(Named object pointing items)
------------------------------------

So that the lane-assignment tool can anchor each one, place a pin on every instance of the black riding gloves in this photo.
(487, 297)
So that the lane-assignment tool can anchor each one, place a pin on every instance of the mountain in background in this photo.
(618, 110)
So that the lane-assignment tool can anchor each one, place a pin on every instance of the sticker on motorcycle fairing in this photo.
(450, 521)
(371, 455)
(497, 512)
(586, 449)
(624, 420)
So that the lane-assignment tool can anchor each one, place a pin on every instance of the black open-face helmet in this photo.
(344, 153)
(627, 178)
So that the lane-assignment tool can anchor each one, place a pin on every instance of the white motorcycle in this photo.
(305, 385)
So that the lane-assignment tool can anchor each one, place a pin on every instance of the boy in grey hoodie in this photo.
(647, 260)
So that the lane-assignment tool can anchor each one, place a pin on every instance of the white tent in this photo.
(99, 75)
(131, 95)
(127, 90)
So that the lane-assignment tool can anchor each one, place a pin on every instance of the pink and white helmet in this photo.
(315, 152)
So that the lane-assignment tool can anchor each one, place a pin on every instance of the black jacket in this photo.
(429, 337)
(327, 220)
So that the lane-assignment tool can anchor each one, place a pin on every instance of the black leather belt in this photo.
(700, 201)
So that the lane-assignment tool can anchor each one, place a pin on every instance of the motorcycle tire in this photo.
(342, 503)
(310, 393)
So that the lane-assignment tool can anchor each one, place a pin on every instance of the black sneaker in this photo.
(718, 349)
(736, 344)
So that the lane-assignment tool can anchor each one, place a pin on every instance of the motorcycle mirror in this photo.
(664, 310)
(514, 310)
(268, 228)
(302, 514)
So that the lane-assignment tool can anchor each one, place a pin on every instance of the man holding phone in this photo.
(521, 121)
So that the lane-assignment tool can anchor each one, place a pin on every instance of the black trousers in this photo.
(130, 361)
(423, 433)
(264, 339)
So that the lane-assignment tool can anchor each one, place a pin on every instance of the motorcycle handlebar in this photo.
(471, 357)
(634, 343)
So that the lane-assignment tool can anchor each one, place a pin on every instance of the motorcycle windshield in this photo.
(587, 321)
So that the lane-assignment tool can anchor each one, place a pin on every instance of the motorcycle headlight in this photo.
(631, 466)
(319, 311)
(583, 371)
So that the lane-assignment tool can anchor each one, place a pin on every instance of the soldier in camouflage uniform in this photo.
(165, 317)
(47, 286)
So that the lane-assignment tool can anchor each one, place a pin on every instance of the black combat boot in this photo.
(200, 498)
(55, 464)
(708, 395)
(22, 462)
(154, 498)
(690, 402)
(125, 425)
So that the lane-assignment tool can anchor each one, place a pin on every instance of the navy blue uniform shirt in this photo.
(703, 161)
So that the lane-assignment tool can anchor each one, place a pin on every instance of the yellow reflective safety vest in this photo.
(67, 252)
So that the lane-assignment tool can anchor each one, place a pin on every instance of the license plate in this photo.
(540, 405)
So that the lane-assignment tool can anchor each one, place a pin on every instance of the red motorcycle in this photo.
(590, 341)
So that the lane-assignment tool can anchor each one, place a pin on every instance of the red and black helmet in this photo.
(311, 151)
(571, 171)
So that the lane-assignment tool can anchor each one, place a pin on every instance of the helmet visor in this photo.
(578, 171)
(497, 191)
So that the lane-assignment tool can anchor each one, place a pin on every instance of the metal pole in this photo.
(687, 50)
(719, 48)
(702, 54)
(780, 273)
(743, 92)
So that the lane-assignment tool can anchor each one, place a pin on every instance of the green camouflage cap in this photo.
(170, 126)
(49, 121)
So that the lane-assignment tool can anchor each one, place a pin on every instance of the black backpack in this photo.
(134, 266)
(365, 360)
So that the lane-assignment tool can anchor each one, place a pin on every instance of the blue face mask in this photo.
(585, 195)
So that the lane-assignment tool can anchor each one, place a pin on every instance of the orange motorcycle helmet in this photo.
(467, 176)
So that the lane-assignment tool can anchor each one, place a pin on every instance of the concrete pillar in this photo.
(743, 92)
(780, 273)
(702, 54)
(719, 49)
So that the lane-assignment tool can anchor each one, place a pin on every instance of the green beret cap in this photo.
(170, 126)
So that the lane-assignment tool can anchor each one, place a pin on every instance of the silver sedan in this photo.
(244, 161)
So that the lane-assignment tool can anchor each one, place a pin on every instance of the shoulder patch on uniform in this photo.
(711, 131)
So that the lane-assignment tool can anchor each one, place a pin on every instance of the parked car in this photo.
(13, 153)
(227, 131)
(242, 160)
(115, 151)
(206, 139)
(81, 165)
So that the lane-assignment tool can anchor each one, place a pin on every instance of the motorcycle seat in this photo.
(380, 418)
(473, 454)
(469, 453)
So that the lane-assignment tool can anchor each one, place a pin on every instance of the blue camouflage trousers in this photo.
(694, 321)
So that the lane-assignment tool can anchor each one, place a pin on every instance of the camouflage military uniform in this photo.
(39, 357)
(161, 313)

------------------------------------

Directions for this task: Copy every one of the items above line for line, leaving each unchanged.

Problem solution:
So that the lane-assignment tool can anchor each one, place a pin on every instance of the black riding gloves in this photo.
(487, 297)
So that the lane-assignment tool can anchor each one, place a pin on every instance of the mountain in background in this photo.
(618, 110)
So that the lane-assignment tool can anchor each one, place a pin on every instance of the sticker on motorcycle fairing in this photo.
(450, 521)
(371, 455)
(497, 512)
(586, 449)
(624, 420)
So that the lane-assignment tool can anchor each one, place a pin on every instance of the black open-face helmet in this photo.
(344, 153)
(627, 178)
So that the lane-assignment tool can anchor each one, place a pin on every instance of the white motorcycle in this photo.
(305, 385)
So that the lane-assignment tool can anchor each one, place a pin on every instance of the boy in grey hoodie in this photo.
(647, 260)
So that the lane-assignment tool can anchor each one, place a pin on every instance of the white tent in this photo.
(99, 75)
(131, 95)
(127, 90)
So that the lane-assignment tool can anchor each one, place a pin on every instance of the pink and white helmet in this photo.
(315, 152)
So that the lane-assignment tool can anchor each one, place a pin on every instance of the black jacket in this photo.
(429, 337)
(327, 220)
So that the lane-assignment tool can anchor each one, place a pin on every instance of the black leather belt in this photo.
(700, 201)
So that the lane-assignment tool can anchor each one, place a pin on every instance of the motorcycle tire in this photo.
(342, 503)
(310, 393)
So that the lane-assignment tool can anchor each one, place a pin on every instance of the black sneaker in this photo.
(718, 349)
(736, 344)
So that the lane-assignment tool can anchor each one, place a pin on every instance of the motorcycle mirror in this photo.
(664, 310)
(514, 310)
(268, 228)
(302, 514)
So that the lane-assignment tool can anchor each one, place a pin on every instance of the man holding phone in this photo.
(521, 121)
So that the lane-assignment tool can anchor each one, place a pin on every instance of the black trousers in this photo.
(130, 361)
(423, 433)
(264, 339)
So that the lane-assignment tool can anchor each one, place a pin on every instance of the motorcycle handlebar in this photo.
(471, 357)
(634, 343)
So that the lane-assignment tool can anchor each one, place a pin on every instance of the motorcycle windshield in this photo.
(587, 321)
So that the lane-assignment tool can anchor each one, place a pin on every instance of the motorcycle headlight in this photo.
(631, 466)
(319, 311)
(583, 371)
So that the lane-assignment tool can anchor each one, place a pin on every instance of the soldier in camouflage uniform in this photo.
(165, 317)
(47, 286)
So that the lane-assignment tool can anchor each one, place a pin on every instance of the black combat boot in this photo.
(200, 498)
(55, 464)
(708, 395)
(22, 462)
(154, 498)
(690, 402)
(125, 425)
So that the lane-assignment tool can anchor each one, place a pin on every instance of the navy blue uniform shirt in this photo.
(703, 161)
So that the lane-assignment tool can anchor each one, place a pin on every instance of the yellow reflective safety vest in this photo.
(67, 252)
So that the lane-assignment tool can anchor each one, place a pin on every instance of the license plate in this photo.
(540, 405)
So that the lane-assignment tool can anchor each one, place a pin on every instance of the red motorcycle in this photo.
(590, 341)
So that the lane-assignment tool can anchor each one, place a pin on every instance of the red and black helmet in this photo.
(311, 151)
(571, 171)
So that the lane-assignment tool can anchor each one, place a pin on every instance of the helmet visor in this photo.
(578, 171)
(497, 191)
So that the lane-assignment tool can anchor each one, place a pin on every instance of the metal pole in this photo.
(687, 50)
(719, 48)
(702, 54)
(780, 273)
(743, 92)
So that the lane-assignment tool can anchor each one, place a pin on every instance of the green camouflage cap in this photo.
(170, 126)
(49, 121)
So that the lane-assignment tool can anchor each one, place a pin on every instance of the black backpack in this photo.
(134, 266)
(365, 360)
So that the lane-assignment tool can anchor each one, place a pin on every instance of the blue face mask in this photo.
(585, 195)
So that the lane-assignment tool can anchor each one, place a pin on every instance of the orange motorcycle helmet in this photo.
(467, 176)
So that the lane-assignment tool can anchor each one, place a pin on every instance of the concrete pillar in this photo.
(743, 92)
(780, 273)
(702, 54)
(719, 49)
So that the lane-assignment tool can anchor each one, place a pin on every instance of the green beret cap in this photo.
(170, 126)
So that the lane-assignment tool can anchor each one, place a pin on every instance of the silver sedan in this photo.
(244, 161)
So that the lane-assignment tool can anchor each one, place a pin on every instance of the shoulder patch on uniform in this photo.
(711, 131)
So that the lane-assignment tool can anchor each one, place a pin on every instance of the parked car in this photo.
(13, 153)
(227, 131)
(242, 160)
(115, 151)
(206, 139)
(81, 165)
So that the lane-assignment tool can anchor each one, place a pin on every instance of the motorcycle seat in this photo.
(380, 418)
(473, 454)
(469, 453)
So that the lane-assignment tool can anchor each one, place a pin on every instance of the blue camouflage trousers in this photo.
(694, 321)
So that the lane-assignment tool can anchor each one, place a pin on every instance of the camouflage military uniform in this photo.
(39, 357)
(161, 313)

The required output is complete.